Filter the records and copy every line that contains the word "tree". Case counts.

###

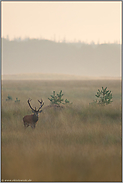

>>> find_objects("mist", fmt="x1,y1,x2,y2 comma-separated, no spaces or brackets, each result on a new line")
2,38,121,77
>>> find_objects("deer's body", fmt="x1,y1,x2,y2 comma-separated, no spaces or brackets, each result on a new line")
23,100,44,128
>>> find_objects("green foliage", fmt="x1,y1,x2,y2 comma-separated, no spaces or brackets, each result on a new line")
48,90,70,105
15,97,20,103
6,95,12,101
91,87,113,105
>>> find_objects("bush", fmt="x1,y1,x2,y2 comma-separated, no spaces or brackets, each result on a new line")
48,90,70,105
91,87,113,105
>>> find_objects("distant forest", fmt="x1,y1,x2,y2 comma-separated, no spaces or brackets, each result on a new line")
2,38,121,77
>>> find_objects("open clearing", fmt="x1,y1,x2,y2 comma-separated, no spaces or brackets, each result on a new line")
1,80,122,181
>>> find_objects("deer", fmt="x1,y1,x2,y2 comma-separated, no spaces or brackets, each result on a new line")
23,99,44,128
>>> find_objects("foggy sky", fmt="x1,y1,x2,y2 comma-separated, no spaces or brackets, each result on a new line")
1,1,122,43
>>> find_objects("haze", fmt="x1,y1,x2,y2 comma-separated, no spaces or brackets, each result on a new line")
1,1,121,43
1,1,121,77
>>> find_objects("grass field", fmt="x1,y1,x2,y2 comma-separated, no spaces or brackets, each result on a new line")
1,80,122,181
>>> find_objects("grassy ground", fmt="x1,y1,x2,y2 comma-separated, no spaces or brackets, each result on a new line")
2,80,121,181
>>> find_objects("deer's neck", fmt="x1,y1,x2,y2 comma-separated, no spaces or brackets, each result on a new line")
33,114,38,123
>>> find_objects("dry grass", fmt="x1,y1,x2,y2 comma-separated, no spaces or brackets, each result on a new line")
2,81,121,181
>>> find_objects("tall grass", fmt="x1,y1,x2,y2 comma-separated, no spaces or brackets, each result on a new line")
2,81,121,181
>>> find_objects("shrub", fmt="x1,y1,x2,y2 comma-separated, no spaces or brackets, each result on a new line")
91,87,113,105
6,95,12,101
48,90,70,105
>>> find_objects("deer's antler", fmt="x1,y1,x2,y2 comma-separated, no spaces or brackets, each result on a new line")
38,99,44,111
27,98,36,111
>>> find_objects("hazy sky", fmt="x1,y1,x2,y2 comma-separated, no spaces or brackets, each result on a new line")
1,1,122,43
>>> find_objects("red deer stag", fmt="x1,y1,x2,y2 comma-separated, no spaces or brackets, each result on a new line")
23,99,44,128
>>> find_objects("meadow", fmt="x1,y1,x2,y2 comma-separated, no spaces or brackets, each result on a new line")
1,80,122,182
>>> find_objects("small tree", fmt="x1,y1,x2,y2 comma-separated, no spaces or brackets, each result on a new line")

###

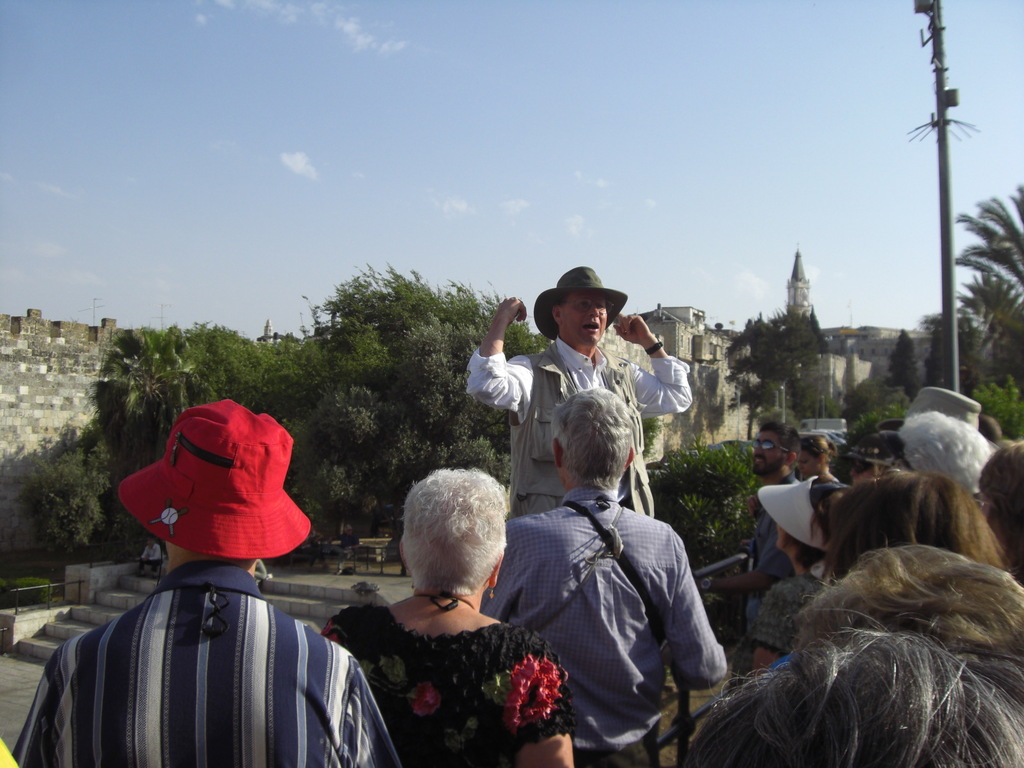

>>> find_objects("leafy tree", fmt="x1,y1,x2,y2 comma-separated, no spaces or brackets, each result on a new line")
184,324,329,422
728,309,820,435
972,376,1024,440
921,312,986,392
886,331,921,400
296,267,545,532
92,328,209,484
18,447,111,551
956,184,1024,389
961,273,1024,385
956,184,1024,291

###

Written response –
>>> find_objects("small tree", fmt="x1,y1,x2,y2 comma-separated, no spaces or brackets, each result on a new line")
>>> find_objects("leafy tree", fmt="x1,y1,x2,y2 comma-separated, no spaces or brackets, each result on a new line")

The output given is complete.